* _RECORDS FOR THE EXERCISE_:
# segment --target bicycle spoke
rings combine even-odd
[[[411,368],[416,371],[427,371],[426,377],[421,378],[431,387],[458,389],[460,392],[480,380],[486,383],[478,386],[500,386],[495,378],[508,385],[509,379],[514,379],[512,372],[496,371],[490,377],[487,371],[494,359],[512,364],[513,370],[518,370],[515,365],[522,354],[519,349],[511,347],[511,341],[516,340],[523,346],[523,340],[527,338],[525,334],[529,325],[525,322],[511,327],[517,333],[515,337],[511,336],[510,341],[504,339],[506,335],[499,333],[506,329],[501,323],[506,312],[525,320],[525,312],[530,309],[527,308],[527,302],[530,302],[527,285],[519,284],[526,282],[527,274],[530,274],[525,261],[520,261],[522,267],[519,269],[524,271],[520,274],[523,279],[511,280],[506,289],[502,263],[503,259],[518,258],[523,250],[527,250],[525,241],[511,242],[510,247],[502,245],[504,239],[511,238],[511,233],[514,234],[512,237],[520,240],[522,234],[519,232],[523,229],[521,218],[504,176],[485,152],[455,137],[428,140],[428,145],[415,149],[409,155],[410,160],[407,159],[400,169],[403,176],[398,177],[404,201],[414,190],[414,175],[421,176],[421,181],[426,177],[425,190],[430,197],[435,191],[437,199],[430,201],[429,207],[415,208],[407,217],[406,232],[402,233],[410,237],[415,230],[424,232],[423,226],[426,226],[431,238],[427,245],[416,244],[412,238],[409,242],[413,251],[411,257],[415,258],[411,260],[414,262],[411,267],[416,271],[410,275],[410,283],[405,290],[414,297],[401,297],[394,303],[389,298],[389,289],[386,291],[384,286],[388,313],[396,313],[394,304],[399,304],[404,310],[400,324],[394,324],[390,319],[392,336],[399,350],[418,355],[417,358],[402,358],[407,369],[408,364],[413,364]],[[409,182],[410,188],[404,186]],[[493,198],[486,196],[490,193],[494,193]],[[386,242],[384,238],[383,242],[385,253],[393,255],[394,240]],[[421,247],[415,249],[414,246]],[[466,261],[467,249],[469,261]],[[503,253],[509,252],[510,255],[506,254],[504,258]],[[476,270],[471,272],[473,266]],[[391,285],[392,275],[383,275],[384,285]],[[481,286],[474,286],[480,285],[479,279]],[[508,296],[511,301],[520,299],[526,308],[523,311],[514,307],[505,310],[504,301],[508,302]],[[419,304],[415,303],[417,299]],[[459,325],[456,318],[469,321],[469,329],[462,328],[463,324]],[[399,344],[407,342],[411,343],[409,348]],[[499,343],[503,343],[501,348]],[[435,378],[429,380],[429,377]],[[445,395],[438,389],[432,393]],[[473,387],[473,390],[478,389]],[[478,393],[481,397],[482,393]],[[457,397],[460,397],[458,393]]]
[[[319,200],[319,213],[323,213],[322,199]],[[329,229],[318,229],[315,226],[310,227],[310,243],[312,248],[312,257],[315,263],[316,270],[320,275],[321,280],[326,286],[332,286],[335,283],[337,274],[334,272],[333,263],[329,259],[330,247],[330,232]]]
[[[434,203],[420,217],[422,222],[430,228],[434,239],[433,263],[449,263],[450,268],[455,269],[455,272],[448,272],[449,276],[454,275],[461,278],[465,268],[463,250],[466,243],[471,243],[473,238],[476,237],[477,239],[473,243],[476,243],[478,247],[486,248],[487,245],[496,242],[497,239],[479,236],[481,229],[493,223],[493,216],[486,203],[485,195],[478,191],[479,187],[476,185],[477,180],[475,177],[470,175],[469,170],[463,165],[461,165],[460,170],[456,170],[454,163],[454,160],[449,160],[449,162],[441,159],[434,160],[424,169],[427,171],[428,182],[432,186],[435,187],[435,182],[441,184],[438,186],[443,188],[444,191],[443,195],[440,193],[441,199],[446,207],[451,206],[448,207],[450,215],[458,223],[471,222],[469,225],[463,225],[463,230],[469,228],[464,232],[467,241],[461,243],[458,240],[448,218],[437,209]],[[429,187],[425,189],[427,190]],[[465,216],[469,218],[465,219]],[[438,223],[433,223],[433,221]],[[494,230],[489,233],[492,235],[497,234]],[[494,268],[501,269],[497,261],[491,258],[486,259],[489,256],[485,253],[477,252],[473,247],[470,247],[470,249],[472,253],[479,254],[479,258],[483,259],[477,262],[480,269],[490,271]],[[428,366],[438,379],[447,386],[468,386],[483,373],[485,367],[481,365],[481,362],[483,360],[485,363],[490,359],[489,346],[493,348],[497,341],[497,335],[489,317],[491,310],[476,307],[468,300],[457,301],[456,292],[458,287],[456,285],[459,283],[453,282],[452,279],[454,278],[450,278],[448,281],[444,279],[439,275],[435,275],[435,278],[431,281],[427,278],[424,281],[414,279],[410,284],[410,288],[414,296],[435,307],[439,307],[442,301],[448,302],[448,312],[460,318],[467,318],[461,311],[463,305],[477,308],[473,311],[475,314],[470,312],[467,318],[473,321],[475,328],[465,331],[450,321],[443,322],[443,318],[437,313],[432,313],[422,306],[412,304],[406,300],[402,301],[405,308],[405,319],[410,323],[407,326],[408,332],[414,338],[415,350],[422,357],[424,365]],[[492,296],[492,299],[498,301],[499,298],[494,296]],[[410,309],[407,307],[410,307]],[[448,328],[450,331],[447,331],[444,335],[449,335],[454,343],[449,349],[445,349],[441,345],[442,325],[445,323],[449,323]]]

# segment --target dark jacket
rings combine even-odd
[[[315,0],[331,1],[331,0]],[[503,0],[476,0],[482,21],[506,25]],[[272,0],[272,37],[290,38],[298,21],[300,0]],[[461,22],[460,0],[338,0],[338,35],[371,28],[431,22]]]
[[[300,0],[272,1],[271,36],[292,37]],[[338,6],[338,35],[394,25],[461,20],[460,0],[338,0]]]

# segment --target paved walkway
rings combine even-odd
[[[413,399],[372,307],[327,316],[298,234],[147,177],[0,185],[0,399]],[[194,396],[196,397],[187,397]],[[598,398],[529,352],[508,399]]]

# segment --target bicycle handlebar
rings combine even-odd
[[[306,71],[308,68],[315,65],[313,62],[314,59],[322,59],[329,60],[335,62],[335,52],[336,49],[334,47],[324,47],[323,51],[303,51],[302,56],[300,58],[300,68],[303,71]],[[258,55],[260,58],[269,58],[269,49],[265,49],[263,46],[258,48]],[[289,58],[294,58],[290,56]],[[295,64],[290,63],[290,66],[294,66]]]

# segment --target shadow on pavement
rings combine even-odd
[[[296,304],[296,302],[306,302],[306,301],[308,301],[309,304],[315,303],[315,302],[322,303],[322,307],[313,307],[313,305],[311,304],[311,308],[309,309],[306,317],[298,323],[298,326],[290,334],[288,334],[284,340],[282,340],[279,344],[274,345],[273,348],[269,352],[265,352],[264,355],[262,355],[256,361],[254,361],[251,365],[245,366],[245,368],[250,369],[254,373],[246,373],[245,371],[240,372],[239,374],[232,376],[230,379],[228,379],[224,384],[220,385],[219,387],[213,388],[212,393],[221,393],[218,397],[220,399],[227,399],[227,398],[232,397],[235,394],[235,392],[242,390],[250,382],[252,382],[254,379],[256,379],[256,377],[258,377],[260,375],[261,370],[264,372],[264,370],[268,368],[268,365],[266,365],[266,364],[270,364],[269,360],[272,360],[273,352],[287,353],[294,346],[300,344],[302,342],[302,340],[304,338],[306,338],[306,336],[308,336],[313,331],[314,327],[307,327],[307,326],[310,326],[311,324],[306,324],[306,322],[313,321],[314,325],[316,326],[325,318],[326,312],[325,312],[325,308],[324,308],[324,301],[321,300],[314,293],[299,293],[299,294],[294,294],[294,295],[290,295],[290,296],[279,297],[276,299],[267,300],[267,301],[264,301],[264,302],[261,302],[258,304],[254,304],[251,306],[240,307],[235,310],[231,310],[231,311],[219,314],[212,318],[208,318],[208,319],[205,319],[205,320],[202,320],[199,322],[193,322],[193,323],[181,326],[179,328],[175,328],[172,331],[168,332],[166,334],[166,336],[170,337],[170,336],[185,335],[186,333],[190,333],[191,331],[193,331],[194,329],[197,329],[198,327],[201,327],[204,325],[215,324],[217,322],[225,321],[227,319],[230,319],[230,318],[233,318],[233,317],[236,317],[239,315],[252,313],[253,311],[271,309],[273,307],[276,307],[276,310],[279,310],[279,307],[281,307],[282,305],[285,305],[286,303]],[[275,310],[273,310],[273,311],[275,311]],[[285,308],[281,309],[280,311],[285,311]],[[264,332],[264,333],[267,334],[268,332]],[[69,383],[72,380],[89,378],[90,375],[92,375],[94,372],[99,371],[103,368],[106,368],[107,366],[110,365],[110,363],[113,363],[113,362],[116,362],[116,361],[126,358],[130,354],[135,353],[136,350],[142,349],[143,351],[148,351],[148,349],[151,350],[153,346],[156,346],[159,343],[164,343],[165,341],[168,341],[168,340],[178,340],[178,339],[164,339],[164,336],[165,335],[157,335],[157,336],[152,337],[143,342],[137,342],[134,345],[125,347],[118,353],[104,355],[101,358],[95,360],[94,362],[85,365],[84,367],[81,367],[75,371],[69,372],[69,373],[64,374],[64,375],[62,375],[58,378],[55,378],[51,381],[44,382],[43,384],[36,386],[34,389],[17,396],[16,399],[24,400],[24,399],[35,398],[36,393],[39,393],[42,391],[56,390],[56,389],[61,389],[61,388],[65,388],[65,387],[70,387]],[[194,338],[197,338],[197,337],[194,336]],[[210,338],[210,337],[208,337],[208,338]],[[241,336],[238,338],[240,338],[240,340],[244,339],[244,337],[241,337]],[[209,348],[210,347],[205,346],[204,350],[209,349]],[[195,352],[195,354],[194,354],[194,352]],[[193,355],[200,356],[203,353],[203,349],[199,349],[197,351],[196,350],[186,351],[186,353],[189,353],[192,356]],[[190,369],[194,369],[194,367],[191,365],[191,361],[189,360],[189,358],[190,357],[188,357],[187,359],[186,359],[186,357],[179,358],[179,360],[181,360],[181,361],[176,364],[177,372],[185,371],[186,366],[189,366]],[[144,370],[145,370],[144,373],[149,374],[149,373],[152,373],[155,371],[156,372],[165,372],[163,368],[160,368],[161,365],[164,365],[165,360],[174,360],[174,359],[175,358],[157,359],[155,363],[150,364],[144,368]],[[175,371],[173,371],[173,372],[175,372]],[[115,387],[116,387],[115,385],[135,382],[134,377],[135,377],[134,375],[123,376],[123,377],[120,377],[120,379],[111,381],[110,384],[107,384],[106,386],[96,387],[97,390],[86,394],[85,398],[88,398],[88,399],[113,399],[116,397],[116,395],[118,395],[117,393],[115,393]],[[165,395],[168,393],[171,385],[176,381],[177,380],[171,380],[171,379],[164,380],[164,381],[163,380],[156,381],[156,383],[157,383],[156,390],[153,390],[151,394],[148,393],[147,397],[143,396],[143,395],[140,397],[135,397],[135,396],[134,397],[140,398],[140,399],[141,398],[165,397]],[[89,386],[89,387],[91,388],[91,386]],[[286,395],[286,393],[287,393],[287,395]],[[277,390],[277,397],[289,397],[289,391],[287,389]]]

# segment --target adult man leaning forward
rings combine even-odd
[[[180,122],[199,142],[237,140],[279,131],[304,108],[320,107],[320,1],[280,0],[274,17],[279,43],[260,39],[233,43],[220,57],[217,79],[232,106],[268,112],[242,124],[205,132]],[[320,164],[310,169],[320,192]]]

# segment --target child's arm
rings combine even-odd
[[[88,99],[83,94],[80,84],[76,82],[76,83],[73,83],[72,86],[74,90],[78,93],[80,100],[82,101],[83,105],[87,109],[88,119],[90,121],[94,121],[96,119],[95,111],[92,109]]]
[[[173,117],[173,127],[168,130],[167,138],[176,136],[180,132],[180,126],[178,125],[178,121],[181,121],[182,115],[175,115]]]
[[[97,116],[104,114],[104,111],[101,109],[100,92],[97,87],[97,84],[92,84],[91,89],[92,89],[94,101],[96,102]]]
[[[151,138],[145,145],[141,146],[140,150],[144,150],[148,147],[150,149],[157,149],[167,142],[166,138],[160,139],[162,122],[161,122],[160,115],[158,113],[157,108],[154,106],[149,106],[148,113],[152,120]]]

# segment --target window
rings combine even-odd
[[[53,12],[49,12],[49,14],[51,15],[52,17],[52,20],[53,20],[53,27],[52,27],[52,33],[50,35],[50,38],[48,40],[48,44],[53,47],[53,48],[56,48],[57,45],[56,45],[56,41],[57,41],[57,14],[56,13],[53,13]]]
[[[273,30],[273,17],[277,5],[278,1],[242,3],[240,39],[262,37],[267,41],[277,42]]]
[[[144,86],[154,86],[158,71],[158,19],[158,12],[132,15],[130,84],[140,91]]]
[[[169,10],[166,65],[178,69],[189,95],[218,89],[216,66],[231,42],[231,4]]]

* _ACTION ITEM_: Some lines contain the word "target". Pull each one out of the listing.

* _EXERCISE ANSWER_:
# segment --target bicycle spoke
# segment --target dark jacket
# segment --target paved walkway
# segment --target bicycle handlebar
# segment --target shadow on pavement
# segment --target adult man leaning forward
# segment --target child's arm
# segment --target window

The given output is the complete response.